**About this exercise**
Exactly as they stand, set down the following records once more.

**Recorded information**
..........

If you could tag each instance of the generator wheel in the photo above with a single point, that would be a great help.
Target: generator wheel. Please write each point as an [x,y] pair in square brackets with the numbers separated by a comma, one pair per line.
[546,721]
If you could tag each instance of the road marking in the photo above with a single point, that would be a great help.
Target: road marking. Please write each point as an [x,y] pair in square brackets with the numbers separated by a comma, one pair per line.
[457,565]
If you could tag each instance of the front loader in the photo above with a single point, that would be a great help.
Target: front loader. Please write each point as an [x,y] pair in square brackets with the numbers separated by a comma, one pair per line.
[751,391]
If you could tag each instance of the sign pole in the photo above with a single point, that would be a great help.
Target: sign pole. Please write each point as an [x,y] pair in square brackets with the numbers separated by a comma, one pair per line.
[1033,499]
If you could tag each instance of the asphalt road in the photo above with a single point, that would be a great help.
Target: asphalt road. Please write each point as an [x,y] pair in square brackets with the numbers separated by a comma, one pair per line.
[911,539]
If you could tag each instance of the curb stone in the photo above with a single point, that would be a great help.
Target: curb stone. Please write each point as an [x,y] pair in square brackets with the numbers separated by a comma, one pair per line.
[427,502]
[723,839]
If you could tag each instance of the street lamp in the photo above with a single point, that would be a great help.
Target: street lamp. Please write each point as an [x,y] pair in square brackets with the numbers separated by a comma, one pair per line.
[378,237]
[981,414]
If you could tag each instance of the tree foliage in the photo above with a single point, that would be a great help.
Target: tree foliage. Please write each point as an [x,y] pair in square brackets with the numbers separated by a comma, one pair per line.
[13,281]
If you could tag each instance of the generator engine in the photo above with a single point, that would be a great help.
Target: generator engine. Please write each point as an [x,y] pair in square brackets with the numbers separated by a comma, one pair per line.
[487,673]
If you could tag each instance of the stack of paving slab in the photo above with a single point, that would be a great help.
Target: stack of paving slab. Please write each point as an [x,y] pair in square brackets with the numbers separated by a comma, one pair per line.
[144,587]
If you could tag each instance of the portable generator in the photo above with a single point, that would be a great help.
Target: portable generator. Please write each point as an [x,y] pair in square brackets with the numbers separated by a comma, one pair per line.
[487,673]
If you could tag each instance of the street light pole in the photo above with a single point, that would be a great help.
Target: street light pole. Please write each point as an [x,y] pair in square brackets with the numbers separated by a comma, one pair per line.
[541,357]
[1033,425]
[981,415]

..........

**Task output**
If you could tag each instance of the generator wheel in the photo above with a single point, that would be a great help.
Target: generator wheel. Please write each point as an [x,y] pair in square brackets with the numbers separated by a comma, one pair per line.
[546,721]
If you could tag each instance of the road marking in the photo above with a single point, that would be a great help.
Target: road marking. Please write each point as an [x,y] pair in square brackets with the numbers separated by a comma, one pair per line.
[457,565]
If you could tag each instance of the front loader in the photo above with a single point, that would be a great help.
Target: front loader. Please write each point as an [x,y] pair in square brackets with the numbers separated by a comma, one pair per line.
[751,391]
If you could tag each instance of the sign pole in the photo above with a single point, that would be a great help.
Target: sign pole. Please write each point as an [x,y] pair in square brackets with the numbers separated by a comma, one pair per line.
[1033,499]
If you could tag each instance of the asphalt road in the photo above with a single point, that would be a great help.
Target: asphalt road. Please write each point as an [x,y] pair in square brackets with the numbers separated by a comma, one pair per line.
[911,539]
If you could tag each instance of the curb stone in the photo above with a single point, that would be a great help.
Target: curb stone. Please write each point as an [x,y] pair in square brackets with the numbers separated by a comma, one pair per line.
[427,502]
[723,839]
If you could tag each instance of the street lamp in the photo above with a single point, that would be a great help.
Target: street lamp. Please write each point as an [x,y] pair in square brackets with the numbers separated by a comma, one pair per line.
[378,237]
[981,414]
If you could tag each instance of the tree foliage in the photo above with a single point, that would be a great help.
Target: tree foliage. Please write each point as an [x,y] pair in square brackets with the numbers separated by a comma, one pair per line.
[13,281]
If you could tag each instance of the generator engine in the photo above with a single point, that would be a great help.
Target: generator engine. Please write each point as an [x,y] pair in square brackets with the numbers separated by a comma, one pair per line.
[487,673]
If you could tag each instance of the stack of paving slab in the photo above with a single point, that would be a great help.
Target: stack of paving slab. Please write each point as an [x,y] pair in square brackets with the numbers separated by a comma, one pair per line.
[144,587]
If you could tag each instance of the portable generator in the photo above with a single point, that would be a great help.
Target: portable generator. Please write each point as an [x,y] pair in square brackets with the numbers separated by a comma, one pair per line.
[487,673]
If you could tag each instance of the street light pole in the photo above with a single point, that would be a great help.
Target: street light pole. Please write each point as an [x,y] pair in square brackets with the numbers separated by a comma, one pair per line.
[541,357]
[1033,425]
[981,415]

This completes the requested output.